Tarefa indicada A: Liste todos os cultivos que, segundo o texto sobre a luta pela terra em Três Marias, os posseiros passaram a plantar na gleba ocupada.

Trecho do documento:
········
A
luta pela terra em Três Marias, MG, de 1959 a 1964: Liga Camponesa com a liderança
de Randolfo Fernandes de Lima.
“Da
outra margem do rio havia um mato muito bom. Procurei saber de quem eram
aquelas terras”, conta Randolfo Fernandes de Lima. E pediu para trabalhar por
ali como arrendatário. Em 1959, o homem que diziam ser o dono daquela grande
área não cultivada recusou a proposta. Ciente de que, pela Lei, a União tem
domínio sobre até trinta metros às margens dos rios navegáveis, Randolfo
decidiu ocupar uma gleba daquelas à beira do São Francisco, no estado de Minas
Gerais, a dois quilômetros da barragem de Três Marias. Tomou posse da área
junto a outras famílias, em um total de cento e vinte pessoas. Construíram seus
ranchos e passaram a plantar arroz, feijão, milho, mandioca, cana, banana e
hortaliças. Em pouco tempo, outras famílias uniram-se à empreitada de Randolfo.
A reação do pretenso dono não tardou.
Em
1961, vieram os representantes dos fazendeiros: oficiais de Justiça munidos de
um mandado de reintegração de posse e capangas armados. Além de expulsos, os
posseiros tiveram suas roças e casas destruídas, tendo que se deslocar para a
localidade de “Córrego Seco”, onde, como sugeria o nome, viveram à míngua, sem
ter como cultivar. Mas o movimento dos posseiros ali se consolidava,
fundando-se na consciência de que fortaleciam um movimento social de âmbito
nacional. Era o ano do I Congresso Nacional de Lavradores e Trabalhadores
Agrícolas, realizado em Belo Horizonte (conhecido por Congresso de Belo
Horizonte), e no qual compareceram nada menos do que trezentos e seis
representantes da então recém criada Associação de Lavradores de Três Marias. O
conflito às margens do rio São Francisco transformava-se assim em luta política
de toda uma classe. Na fundação da associação, a causa dos camponeses posseiros
respaldava-se pela presença de quinhentas pessoas, entre lavradores e figuras
notórias, como o professor Tiago Cintra, o líder camponês Jôfre Correia, o
deputado do Partido Trabalhista Brasileiro (PTB) Hernani Maia e o advogado
Romanelli. Sob forte tensão, foram todos ameaçados por um grupo de jagunços que
gritavam “os cubanos estão aqui!”; “eles são comunistas!”. Mas a luta não
esmoreceu. Ao contrário, ganharam de volta o direito à posse e, a partir daí,
articularam-se a diversas forças políticas de esquerda, como as Ligas
Camponesas com a visita de Francisco Julião, o PCB, a AP, e a POLOP.
········
Tarefa indicada B: Reproduza, por favor, somente o trecho da listagem que vai do início dela até a linha que contém "column 362, row 148", incluindo essa linha.
········
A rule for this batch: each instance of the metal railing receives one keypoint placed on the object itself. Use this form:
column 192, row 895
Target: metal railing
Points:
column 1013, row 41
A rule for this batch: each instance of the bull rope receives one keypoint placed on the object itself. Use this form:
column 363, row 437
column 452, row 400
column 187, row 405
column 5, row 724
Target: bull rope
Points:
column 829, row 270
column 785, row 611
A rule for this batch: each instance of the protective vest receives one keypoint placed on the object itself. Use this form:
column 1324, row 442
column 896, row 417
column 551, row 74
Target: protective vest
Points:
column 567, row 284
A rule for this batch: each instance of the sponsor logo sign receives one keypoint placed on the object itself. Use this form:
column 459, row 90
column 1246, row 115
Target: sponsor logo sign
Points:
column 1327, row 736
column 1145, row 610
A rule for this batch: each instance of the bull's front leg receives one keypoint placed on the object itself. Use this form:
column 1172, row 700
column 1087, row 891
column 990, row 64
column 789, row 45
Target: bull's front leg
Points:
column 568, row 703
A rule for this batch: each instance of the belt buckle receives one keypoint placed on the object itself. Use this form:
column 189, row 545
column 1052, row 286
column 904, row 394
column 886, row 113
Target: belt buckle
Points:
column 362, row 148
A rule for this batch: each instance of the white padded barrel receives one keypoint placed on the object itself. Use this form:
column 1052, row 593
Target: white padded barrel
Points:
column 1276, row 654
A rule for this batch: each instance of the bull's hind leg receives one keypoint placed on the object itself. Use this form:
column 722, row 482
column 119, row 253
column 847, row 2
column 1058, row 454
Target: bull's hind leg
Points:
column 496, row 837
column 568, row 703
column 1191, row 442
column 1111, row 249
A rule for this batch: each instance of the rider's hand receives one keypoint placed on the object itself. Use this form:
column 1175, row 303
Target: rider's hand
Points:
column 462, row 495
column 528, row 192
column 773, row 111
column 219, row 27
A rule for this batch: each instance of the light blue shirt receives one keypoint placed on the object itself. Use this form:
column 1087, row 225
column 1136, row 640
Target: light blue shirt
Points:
········
Resposta A: Arroz, feijão, milho, mandioca, cana, banana e hortaliças.

Resposta B:
A rule for this batch: each instance of the metal railing receives one keypoint placed on the object itself. Use this form:
column 192, row 895
Target: metal railing
Points:
column 1013, row 41
A rule for this batch: each instance of the bull rope receives one keypoint placed on the object itself. Use this form:
column 363, row 437
column 452, row 400
column 187, row 405
column 5, row 724
Target: bull rope
Points:
column 829, row 270
column 785, row 611
A rule for this batch: each instance of the protective vest receives one keypoint placed on the object itself. Use this form:
column 1324, row 442
column 896, row 417
column 551, row 74
Target: protective vest
Points:
column 567, row 284
A rule for this batch: each instance of the sponsor logo sign receives one keypoint placed on the object itself. Use this form:
column 459, row 90
column 1246, row 115
Target: sponsor logo sign
Points:
column 1327, row 736
column 1145, row 610
A rule for this batch: each instance of the bull's front leg receives one keypoint placed on the object itself. Use this form:
column 1172, row 700
column 1087, row 891
column 990, row 64
column 789, row 45
Target: bull's front leg
Points:
column 568, row 703
A rule for this batch: each instance of the belt buckle receives one keypoint placed on the object itself. Use this form:
column 189, row 545
column 1052, row 286
column 904, row 394
column 886, row 113
Target: belt buckle
Points:
column 362, row 148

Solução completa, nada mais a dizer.